■ Quoted passage:

-- Opening Marker --

Step 2.6 — REPL-style access for large books (> 50k tokens)¶
Inspired by the Recursive Language Model (RLM) paradigm: treat full_text.txt as a queryable corpus, not a single read. Loading the whole file into context burns budget you will need later for generation.
For books over ~50k tokens, prefer programmatic probes over Read(full_text.txt) without bounds:
# Size check before any Read
wc -w "$FULL_TEXT_PATH"
# Find chapter offsets without loading the whole file
grep -n -E "^\s*(Chapter|CHAPTER)\s+[0-9]+" "$FULL_TEXT_PATH" | head -40
# Pull only the chapter you need (lines start..end inclusive)
sed -n '<start>,<end>p' "$FULL_TEXT_PATH"
# Verify a framework is actually mentioned before claiming it in SKILL.md
grep -c -i "westrum\|dora" "$FULL_TEXT_PATH"
# Targeted Read with offset/limit avoids dumping the full file
# Read(file_path=full_text.txt, offset=<line>, limit=<lines>)
Use this approach for Step 3 (structure analysis), Step 7 (per-chapter summaries), and Step 8 (glossary / patterns extraction). On books under 50k tokens, a single Read is fine.

-- Closing Marker --

■ Exercise requirements: Can you reproduce the whole Step 2.6 section on REPL-style access for large books word for word, with every line and command intact?

■ Extracted records:
-- Opening Marker --

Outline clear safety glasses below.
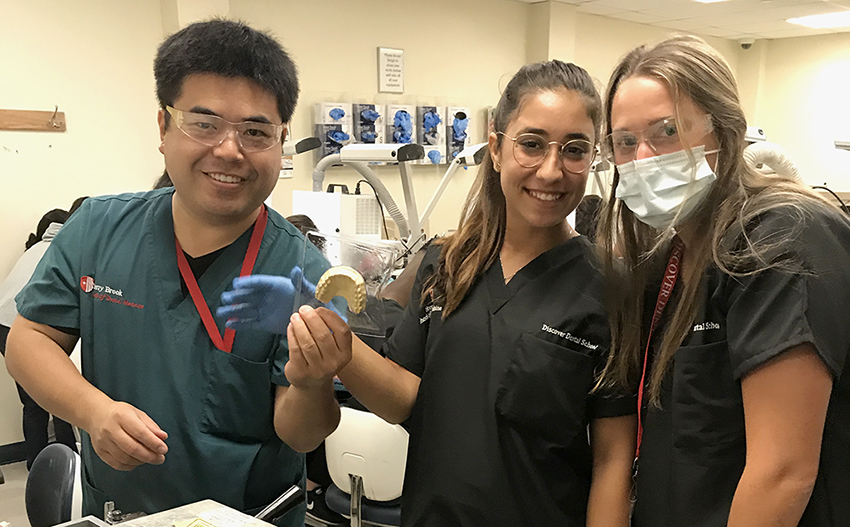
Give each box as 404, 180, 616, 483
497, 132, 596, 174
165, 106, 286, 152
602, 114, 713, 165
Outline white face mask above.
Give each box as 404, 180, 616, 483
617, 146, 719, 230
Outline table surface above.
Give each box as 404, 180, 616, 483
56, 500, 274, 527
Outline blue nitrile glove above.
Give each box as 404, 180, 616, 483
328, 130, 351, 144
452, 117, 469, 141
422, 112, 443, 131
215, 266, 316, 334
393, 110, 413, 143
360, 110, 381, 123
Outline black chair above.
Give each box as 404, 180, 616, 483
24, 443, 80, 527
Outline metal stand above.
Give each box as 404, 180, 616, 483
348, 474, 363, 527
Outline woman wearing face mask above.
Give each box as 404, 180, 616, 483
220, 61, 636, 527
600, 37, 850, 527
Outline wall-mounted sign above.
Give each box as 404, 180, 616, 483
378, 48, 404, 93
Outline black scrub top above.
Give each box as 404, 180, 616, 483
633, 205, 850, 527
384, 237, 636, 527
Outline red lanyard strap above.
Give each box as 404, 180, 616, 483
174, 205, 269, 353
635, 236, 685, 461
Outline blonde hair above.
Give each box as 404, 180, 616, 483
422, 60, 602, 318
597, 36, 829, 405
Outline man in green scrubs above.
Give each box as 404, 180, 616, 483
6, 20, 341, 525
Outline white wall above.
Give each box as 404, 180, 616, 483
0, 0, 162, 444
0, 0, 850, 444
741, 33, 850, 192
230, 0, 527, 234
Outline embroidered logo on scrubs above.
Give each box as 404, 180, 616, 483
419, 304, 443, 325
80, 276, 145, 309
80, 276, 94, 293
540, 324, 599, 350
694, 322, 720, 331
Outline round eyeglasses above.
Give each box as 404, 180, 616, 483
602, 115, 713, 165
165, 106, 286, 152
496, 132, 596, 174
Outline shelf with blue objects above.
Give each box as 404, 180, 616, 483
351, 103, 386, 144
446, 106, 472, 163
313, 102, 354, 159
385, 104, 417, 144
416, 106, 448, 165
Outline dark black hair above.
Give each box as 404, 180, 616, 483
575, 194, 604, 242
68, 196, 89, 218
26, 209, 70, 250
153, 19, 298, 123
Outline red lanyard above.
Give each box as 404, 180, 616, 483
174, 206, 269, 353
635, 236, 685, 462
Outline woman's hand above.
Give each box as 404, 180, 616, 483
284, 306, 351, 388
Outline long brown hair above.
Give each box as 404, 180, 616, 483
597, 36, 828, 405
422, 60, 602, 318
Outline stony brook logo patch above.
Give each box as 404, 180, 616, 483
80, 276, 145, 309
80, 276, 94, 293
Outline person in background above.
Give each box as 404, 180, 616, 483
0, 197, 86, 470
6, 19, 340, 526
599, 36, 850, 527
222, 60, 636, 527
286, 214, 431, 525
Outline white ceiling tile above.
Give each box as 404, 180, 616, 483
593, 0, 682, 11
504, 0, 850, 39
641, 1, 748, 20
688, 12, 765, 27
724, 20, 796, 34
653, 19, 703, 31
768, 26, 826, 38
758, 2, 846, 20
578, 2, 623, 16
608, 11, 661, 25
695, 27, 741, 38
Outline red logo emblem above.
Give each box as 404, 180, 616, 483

-- Closing Marker --

■ Solution to the exercise:
Step 2.6 — REPL-style access for large books (> 50k tokens)¶
Inspired by the Recursive Language Model (RLM) paradigm: treat full_text.txt as a queryable corpus, not a single read. Loading the whole file into context burns budget you will need later for generation.
For books over ~50k tokens, prefer programmatic probes over Read(full_text.txt) without bounds:
# Size check before any Read
wc -w "$FULL_TEXT_PATH"
# Find chapter offsets without loading the whole file
grep -n -E "^\s*(Chapter|CHAPTER)\s+[0-9]+" "$FULL_TEXT_PATH" | head -40
# Pull only the chapter you need (lines start..end inclusive)
sed -n '<start>,<end>p' "$FULL_TEXT_PATH"
# Verify a framework is actually mentioned before claiming it in SKILL.md
grep -c -i "westrum\|dora" "$FULL_TEXT_PATH"
# Targeted Read with offset/limit avoids dumping the full file
# Read(file_path=full_text.txt, offset=<line>, limit=<lines>)
Use this approach for Step 3 (structure analysis), Step 7 (per-chapter summaries), and Step 8 (glossary / patterns extraction). On books under 50k tokens, a single Read is fine.